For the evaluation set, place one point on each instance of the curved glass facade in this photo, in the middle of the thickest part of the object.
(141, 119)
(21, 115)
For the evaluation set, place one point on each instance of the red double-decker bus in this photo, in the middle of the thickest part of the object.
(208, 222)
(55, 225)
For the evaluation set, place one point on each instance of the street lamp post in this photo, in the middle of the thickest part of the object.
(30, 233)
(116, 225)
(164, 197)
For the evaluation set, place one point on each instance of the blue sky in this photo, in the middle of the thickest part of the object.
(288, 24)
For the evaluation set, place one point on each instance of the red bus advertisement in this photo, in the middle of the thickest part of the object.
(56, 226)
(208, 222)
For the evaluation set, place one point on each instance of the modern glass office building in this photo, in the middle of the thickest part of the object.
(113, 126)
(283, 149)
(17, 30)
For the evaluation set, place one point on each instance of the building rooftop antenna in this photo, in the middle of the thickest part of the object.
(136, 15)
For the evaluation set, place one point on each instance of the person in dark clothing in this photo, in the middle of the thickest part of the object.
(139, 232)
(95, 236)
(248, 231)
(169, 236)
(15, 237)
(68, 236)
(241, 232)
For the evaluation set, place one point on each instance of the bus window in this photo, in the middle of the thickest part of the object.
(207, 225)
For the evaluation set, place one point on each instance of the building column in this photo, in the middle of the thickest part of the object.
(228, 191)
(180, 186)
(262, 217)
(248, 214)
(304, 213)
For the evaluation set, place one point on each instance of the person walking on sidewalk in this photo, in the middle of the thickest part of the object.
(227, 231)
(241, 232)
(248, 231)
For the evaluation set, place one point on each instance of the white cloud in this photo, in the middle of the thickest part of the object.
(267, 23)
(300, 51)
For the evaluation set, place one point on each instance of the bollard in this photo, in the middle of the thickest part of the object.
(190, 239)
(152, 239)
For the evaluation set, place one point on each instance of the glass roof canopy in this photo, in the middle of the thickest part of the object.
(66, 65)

Do this |
Reproduce exactly the line containing "of the street" and every line after it through the end of the records above, and nothing else.

Solution to this exercise |
For the evaluation set, place one point on each instance of the street lamp post in this photo, in the middle of the thickest part of the object.
(30, 233)
(116, 225)
(164, 197)
For the evaluation set, place one point on each instance of the blue sky in this photo, in the middle of the thickest part of the object.
(288, 24)
For the evaluation set, place one point on each instance of the red bus advertisement in this photo, in the middle of the thickest part of the object.
(56, 226)
(208, 222)
For the evaluation set, place one point on each instance of the modern glass office building in this photo, in the middle of the thickest part of the object.
(113, 126)
(283, 149)
(17, 30)
For the evaluation set, place one point on each instance of the building rooftop antenna in this photo, in the middle of the thickest part of the object.
(136, 15)
For the evaluation set, place one point on each instance of the person in dark clothing in this photo, in the middle of the thickest part of the object.
(139, 232)
(95, 236)
(248, 231)
(169, 236)
(15, 237)
(68, 236)
(241, 232)
For the evaluation set, place one point on each instance of the bus window in this photo, in the middle of the thickest part of the object.
(207, 225)
For the evaluation set, place one point on each instance of the building column in this photo, in the middle of the thickest part of the object.
(228, 191)
(180, 186)
(262, 217)
(248, 214)
(304, 213)
For the evaluation set, place one point on each instance of the person walking on sidewalk in this photo, in the middle of the thickest part of the object.
(227, 231)
(241, 232)
(248, 231)
For the evaluation set, place one point on each instance of the white cloud in this photo, in the middle of the thickest part of the object.
(267, 23)
(300, 51)
For the evaluation set, place one point on each instance of the bollard in this photo, in the middle of the thickest part of the object.
(190, 239)
(152, 239)
For the evaluation set, place one point on each instance of the glass roof canopy in this photo, in the middle of the thickest part of the object.
(66, 65)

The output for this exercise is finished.